Every entry is to be reproduced word for word, but the images are not.

┌─ Provided records

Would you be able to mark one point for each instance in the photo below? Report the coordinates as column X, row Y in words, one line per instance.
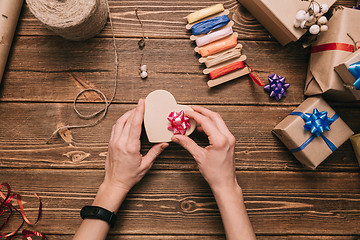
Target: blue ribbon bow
column 317, row 123
column 354, row 69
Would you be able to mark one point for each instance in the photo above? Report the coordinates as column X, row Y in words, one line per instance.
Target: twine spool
column 72, row 19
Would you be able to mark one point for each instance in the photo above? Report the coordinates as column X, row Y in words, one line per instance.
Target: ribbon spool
column 74, row 20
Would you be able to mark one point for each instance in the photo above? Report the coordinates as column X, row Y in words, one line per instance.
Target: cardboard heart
column 158, row 105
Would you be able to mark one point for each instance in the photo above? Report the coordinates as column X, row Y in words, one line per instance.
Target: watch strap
column 96, row 212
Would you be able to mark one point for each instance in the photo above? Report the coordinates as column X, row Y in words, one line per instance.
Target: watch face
column 90, row 211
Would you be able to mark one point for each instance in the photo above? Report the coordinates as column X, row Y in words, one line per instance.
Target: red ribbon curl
column 7, row 206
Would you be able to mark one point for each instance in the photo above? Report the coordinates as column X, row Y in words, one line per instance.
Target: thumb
column 188, row 144
column 155, row 151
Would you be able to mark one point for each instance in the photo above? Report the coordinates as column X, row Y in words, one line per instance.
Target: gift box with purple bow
column 313, row 131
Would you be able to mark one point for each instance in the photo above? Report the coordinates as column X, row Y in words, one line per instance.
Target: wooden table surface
column 45, row 72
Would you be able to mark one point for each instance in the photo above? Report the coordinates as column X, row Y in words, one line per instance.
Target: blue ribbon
column 276, row 86
column 354, row 69
column 210, row 24
column 317, row 123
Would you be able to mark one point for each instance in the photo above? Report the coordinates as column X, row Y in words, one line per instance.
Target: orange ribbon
column 6, row 205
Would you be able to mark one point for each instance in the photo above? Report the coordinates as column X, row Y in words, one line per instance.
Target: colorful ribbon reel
column 217, row 44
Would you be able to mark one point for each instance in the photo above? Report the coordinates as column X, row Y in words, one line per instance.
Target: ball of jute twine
column 72, row 19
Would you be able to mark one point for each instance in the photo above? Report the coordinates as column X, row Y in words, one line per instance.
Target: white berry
column 300, row 16
column 143, row 68
column 314, row 29
column 143, row 74
column 322, row 20
column 302, row 24
column 323, row 28
column 324, row 8
column 316, row 8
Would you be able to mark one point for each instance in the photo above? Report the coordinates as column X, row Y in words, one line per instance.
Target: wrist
column 110, row 197
column 226, row 188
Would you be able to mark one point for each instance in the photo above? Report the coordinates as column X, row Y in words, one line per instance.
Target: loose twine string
column 105, row 109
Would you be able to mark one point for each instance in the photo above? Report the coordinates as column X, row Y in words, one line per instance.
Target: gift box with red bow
column 330, row 50
column 313, row 131
column 349, row 71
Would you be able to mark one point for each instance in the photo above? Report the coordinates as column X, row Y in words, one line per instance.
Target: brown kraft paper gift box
column 9, row 14
column 278, row 16
column 292, row 133
column 355, row 140
column 321, row 77
column 345, row 75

└─

● Written solution:
Would you be able to mark one point for each instance in the photo below? Report the coordinates as column X, row Y in words, one line per instance.
Target: blue ribbon bow
column 317, row 123
column 354, row 69
Would you be able to mark one point for each instance in the photo above? Report the coordinates as column X, row Y in words, one line per instance.
Target: twine spool
column 72, row 19
Would you be able to mark one point for each instance in the photo above? Report the coordinates as column X, row Y in words, one line per instance.
Target: ribbon spool
column 74, row 20
Would you be able to mark one point for each instance in the photo above? Report the coordinates as column X, row Y in words, one line per instance.
Target: cardboard heart
column 158, row 105
Would you be able to mark one point for each instance in the photo above? Report the coordinates as column X, row Y in words, one line per instance.
Target: watch strap
column 96, row 212
Would you be able to mark one point for each instance in the photo above? Report the coordinates as column X, row Y in words, one line per instance.
Target: watch face
column 90, row 211
Would you be able to mark one point for each instance in the photo above? Report the coordinates as column X, row Y in words, one line per instance.
Target: red ribbon curl
column 7, row 206
Would you be able to mark one point for each instance in the photo above? Report the coordinates as column X, row Y in words, one line per instance.
Target: thumb
column 188, row 144
column 155, row 151
Would you be able to mark one point for each instance in the photo above? Report the coordinates as column X, row Y in words, one line per instance.
Target: gift box with purple bow
column 313, row 131
Would you be able to mark one point for each instance in the photo above? Report the coordinates as column X, row Y in words, one line per instance.
Target: wooden table surface
column 45, row 72
Would you be able to mark one point for each instance in the photo above? Report the coordinates as column X, row Y in words, one line per instance.
Target: blue ribbon
column 276, row 86
column 354, row 69
column 210, row 24
column 317, row 123
Would you be able to mark one point for each instance in the photo above? Report the coordinates as column X, row Y in words, one line per instance.
Target: orange ribbon
column 6, row 205
Would you be able to mark one point for each instance in the photo above? Report the coordinates as column X, row Y in words, one line per instance.
Target: colorful ribbon reel
column 217, row 44
Would you be able to mark one point for each instance in the photo above? Report the coordinates as column X, row Y in words, one line per instance.
Target: ball of jute twine
column 72, row 19
Would you be able to mark one point for each instance in the photo above? Report the coordinates as column X, row Y in words, one line per instance.
Target: white berry
column 300, row 16
column 143, row 68
column 314, row 29
column 143, row 74
column 322, row 20
column 302, row 24
column 323, row 28
column 324, row 8
column 316, row 8
Would you be able to mark one point for each instance in the photo above? Report the coordinates as column X, row Y in words, one line per instance.
Target: wrist
column 110, row 197
column 226, row 188
Would you be able to mark one point for each instance in the photo above? Report the coordinates as column X, row Y in words, one line per instance.
Target: loose twine string
column 105, row 109
Would you be able to mark one point for each instance in the photo above? Report the coordinates as column X, row Y in words, one line per instance.
Target: gift box with red bow
column 330, row 50
column 313, row 131
column 349, row 71
Would you be able to mark one point for each instance in the photo above? Report the coordinates as column X, row Y in words, one line per instance.
Target: brown kraft paper gift box
column 9, row 14
column 278, row 16
column 292, row 133
column 355, row 140
column 321, row 77
column 345, row 75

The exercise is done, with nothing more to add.